__CHALLENGE__. Extract every line of the listing below word for word, leaving out the pictures.

__Entries from a set of point annotations__.
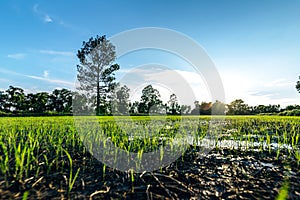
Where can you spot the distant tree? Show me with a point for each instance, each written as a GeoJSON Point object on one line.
{"type": "Point", "coordinates": [119, 102]}
{"type": "Point", "coordinates": [185, 109]}
{"type": "Point", "coordinates": [292, 107]}
{"type": "Point", "coordinates": [265, 109]}
{"type": "Point", "coordinates": [205, 108]}
{"type": "Point", "coordinates": [60, 101]}
{"type": "Point", "coordinates": [196, 110]}
{"type": "Point", "coordinates": [134, 107]}
{"type": "Point", "coordinates": [238, 107]}
{"type": "Point", "coordinates": [15, 99]}
{"type": "Point", "coordinates": [173, 107]}
{"type": "Point", "coordinates": [150, 101]}
{"type": "Point", "coordinates": [37, 103]}
{"type": "Point", "coordinates": [218, 108]}
{"type": "Point", "coordinates": [3, 101]}
{"type": "Point", "coordinates": [298, 85]}
{"type": "Point", "coordinates": [96, 70]}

__EXERCISE SOLUTION__.
Where can you spot the distant tree? Show me with a point for each instance, each written as a GeoJSON Point object on one line.
{"type": "Point", "coordinates": [119, 102]}
{"type": "Point", "coordinates": [185, 109]}
{"type": "Point", "coordinates": [292, 107]}
{"type": "Point", "coordinates": [265, 109]}
{"type": "Point", "coordinates": [205, 108]}
{"type": "Point", "coordinates": [60, 101]}
{"type": "Point", "coordinates": [196, 110]}
{"type": "Point", "coordinates": [134, 107]}
{"type": "Point", "coordinates": [238, 107]}
{"type": "Point", "coordinates": [15, 99]}
{"type": "Point", "coordinates": [173, 107]}
{"type": "Point", "coordinates": [150, 101]}
{"type": "Point", "coordinates": [37, 103]}
{"type": "Point", "coordinates": [218, 108]}
{"type": "Point", "coordinates": [3, 101]}
{"type": "Point", "coordinates": [298, 85]}
{"type": "Point", "coordinates": [96, 70]}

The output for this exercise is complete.